Give back all of the data verbatim.

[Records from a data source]
*** Block opens ***
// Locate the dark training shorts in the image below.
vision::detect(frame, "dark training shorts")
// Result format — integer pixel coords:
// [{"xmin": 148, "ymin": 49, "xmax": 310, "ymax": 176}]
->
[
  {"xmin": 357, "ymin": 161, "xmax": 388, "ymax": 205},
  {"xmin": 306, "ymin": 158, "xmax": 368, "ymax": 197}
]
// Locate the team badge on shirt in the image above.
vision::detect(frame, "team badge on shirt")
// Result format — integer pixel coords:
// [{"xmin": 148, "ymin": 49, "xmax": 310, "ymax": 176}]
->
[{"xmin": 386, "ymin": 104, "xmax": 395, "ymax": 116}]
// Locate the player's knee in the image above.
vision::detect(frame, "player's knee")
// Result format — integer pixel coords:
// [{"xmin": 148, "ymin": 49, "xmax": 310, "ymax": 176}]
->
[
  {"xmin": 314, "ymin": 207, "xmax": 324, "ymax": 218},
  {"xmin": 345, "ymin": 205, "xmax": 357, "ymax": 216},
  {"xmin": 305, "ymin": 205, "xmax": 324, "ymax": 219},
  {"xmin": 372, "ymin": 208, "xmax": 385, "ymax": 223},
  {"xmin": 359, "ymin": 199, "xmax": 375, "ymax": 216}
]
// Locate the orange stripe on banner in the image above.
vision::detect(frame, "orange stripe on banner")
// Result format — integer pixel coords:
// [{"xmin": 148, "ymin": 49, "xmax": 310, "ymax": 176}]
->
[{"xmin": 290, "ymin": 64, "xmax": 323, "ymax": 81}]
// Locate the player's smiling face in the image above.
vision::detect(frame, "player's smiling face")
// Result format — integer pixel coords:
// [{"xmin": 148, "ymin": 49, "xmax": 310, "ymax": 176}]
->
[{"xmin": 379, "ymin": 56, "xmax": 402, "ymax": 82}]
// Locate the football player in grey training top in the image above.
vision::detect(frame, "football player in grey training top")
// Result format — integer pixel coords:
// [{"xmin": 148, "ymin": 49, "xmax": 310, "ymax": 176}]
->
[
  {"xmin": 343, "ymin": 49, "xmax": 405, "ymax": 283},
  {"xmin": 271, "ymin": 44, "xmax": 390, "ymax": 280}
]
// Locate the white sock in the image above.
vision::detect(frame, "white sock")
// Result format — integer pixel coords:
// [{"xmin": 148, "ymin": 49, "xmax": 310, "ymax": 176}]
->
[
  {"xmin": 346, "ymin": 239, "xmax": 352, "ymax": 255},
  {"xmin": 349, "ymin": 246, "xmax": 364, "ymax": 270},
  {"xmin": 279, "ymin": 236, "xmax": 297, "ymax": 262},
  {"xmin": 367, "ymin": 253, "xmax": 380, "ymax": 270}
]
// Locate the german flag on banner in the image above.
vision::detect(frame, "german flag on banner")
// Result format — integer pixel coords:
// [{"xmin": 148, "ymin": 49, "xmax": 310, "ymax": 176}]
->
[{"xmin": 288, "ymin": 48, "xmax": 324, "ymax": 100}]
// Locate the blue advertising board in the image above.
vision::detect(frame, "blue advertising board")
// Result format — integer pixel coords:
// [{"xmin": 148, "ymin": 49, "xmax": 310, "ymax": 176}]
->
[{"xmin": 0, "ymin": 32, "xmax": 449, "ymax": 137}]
*** Block closes ***
Result for this exercise —
// Locate the dark training shorts in the image below.
vision::detect(frame, "dark training shorts")
// Result format — integer pixel coords:
// [{"xmin": 148, "ymin": 49, "xmax": 310, "ymax": 176}]
->
[
  {"xmin": 357, "ymin": 161, "xmax": 388, "ymax": 205},
  {"xmin": 306, "ymin": 158, "xmax": 368, "ymax": 197}
]
// Locate the team badge on shirt in the image above.
vision::detect(frame, "team badge on shirt")
// Result format — integer pixel coords:
// [{"xmin": 148, "ymin": 49, "xmax": 310, "ymax": 176}]
->
[{"xmin": 386, "ymin": 104, "xmax": 395, "ymax": 116}]
// Locate the player's knee in the image above.
vision::detect(frame, "player's knee")
// Result format — integer pixel coords:
// [{"xmin": 148, "ymin": 49, "xmax": 310, "ymax": 176}]
->
[
  {"xmin": 314, "ymin": 207, "xmax": 324, "ymax": 218},
  {"xmin": 345, "ymin": 205, "xmax": 357, "ymax": 216},
  {"xmin": 305, "ymin": 205, "xmax": 324, "ymax": 219},
  {"xmin": 372, "ymin": 208, "xmax": 385, "ymax": 223},
  {"xmin": 359, "ymin": 199, "xmax": 375, "ymax": 216}
]
// Locate the orange stripe on banner in the image above.
vision::detect(frame, "orange stripe on banner")
// Result format — integer pixel coords:
// [{"xmin": 148, "ymin": 49, "xmax": 310, "ymax": 176}]
->
[{"xmin": 290, "ymin": 64, "xmax": 323, "ymax": 81}]
// Locate the player's smiling face in the image above.
vision::detect(frame, "player's smiling face")
// Result format — integer pixel coords:
// [{"xmin": 148, "ymin": 49, "xmax": 310, "ymax": 176}]
->
[{"xmin": 379, "ymin": 56, "xmax": 402, "ymax": 82}]
// Locate the football player in grey training top in the image above.
vision::detect(frame, "football player in grey training top")
// Result format — integer pixel coords:
// [{"xmin": 148, "ymin": 49, "xmax": 310, "ymax": 176}]
->
[
  {"xmin": 343, "ymin": 49, "xmax": 405, "ymax": 283},
  {"xmin": 271, "ymin": 44, "xmax": 390, "ymax": 280}
]
// Locate the white sock in the image above.
vision::detect(frame, "white sock")
// Result format — integer pixel coords:
// [{"xmin": 148, "ymin": 49, "xmax": 310, "ymax": 176}]
->
[
  {"xmin": 346, "ymin": 239, "xmax": 352, "ymax": 255},
  {"xmin": 349, "ymin": 246, "xmax": 364, "ymax": 270},
  {"xmin": 279, "ymin": 236, "xmax": 297, "ymax": 262},
  {"xmin": 367, "ymin": 253, "xmax": 380, "ymax": 270}
]
// Locate the german flag on banner in the image above.
vision::detect(frame, "german flag on banner")
// Result format — integer pixel coords:
// [{"xmin": 148, "ymin": 49, "xmax": 310, "ymax": 176}]
->
[{"xmin": 288, "ymin": 48, "xmax": 324, "ymax": 100}]
// Locate the blue advertising board in the image above.
vision::detect(frame, "blue advertising board")
// Result format — integer pixel coords:
// [{"xmin": 148, "ymin": 49, "xmax": 310, "ymax": 176}]
->
[{"xmin": 0, "ymin": 32, "xmax": 449, "ymax": 137}]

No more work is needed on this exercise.